### Written problem
Pick out every line in the listing below that contains the word "boardwalk", and copy each of those lines.

### Entries provided
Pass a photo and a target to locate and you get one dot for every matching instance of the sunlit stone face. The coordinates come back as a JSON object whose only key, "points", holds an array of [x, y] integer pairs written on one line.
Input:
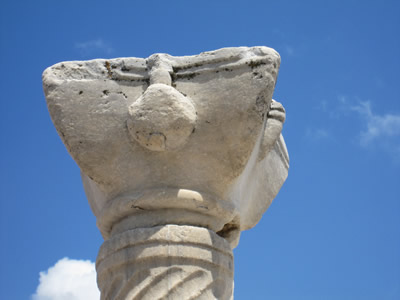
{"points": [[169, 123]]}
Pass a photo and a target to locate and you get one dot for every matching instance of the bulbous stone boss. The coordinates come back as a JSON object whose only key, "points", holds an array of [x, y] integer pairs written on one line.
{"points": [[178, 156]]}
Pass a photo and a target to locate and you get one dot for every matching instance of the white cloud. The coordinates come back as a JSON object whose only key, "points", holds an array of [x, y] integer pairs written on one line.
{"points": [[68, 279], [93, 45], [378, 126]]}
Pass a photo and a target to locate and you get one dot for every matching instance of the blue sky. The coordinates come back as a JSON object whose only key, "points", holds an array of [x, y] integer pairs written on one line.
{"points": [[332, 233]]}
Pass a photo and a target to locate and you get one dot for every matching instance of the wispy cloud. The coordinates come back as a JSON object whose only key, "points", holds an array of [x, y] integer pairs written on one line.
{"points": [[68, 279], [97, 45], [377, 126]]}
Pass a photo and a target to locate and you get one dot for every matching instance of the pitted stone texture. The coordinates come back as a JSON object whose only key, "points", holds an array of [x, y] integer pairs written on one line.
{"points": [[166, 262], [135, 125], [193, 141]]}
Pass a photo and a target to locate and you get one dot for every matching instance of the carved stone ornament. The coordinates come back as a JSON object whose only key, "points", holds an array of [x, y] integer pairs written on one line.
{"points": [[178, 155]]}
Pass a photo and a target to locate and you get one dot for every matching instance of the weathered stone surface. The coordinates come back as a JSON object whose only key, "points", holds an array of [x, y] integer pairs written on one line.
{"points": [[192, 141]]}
---
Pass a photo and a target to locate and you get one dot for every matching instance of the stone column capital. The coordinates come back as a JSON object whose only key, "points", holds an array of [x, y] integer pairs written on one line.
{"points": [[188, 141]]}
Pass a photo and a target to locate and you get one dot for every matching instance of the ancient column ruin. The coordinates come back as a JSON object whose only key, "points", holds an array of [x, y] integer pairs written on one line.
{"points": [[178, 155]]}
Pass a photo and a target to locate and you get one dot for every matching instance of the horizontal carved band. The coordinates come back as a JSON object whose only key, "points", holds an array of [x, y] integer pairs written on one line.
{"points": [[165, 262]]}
--
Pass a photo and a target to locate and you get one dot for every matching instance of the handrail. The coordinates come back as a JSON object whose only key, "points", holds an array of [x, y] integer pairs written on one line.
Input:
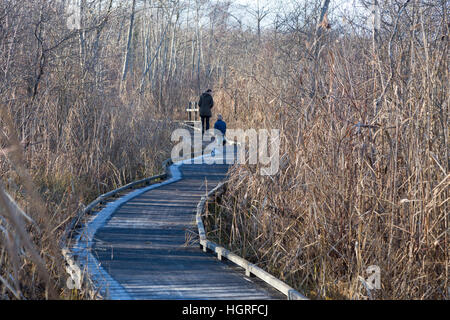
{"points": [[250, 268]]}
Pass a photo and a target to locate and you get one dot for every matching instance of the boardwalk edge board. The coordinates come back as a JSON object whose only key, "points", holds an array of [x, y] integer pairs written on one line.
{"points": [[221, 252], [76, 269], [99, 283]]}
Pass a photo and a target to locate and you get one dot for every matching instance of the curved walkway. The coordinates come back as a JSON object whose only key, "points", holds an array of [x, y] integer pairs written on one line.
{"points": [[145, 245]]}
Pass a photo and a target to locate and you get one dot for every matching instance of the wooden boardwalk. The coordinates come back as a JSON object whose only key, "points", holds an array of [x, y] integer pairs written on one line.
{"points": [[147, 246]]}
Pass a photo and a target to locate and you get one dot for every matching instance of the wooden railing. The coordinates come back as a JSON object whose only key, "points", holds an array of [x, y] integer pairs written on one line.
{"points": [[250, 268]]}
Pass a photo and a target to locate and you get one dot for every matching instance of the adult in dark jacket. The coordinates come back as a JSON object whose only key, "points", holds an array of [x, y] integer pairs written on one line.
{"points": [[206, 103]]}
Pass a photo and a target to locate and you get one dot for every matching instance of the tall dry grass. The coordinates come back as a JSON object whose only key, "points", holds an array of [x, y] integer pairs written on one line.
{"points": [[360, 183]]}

### Solution to the problem
Pass a photo and a target to locate and you get one dot for every matching instance of the boardwalk edge board. The coordinates come back as a JSON object whose only key, "points", holds an array of [x, y] integer pairs written on one line.
Pass a photo and a target to locate and you get one dot for every matching instance of the wooden boardwalk. The coordinates come back as a JSON object whose only key, "points", holds an array of [x, y] integer pairs written on one line.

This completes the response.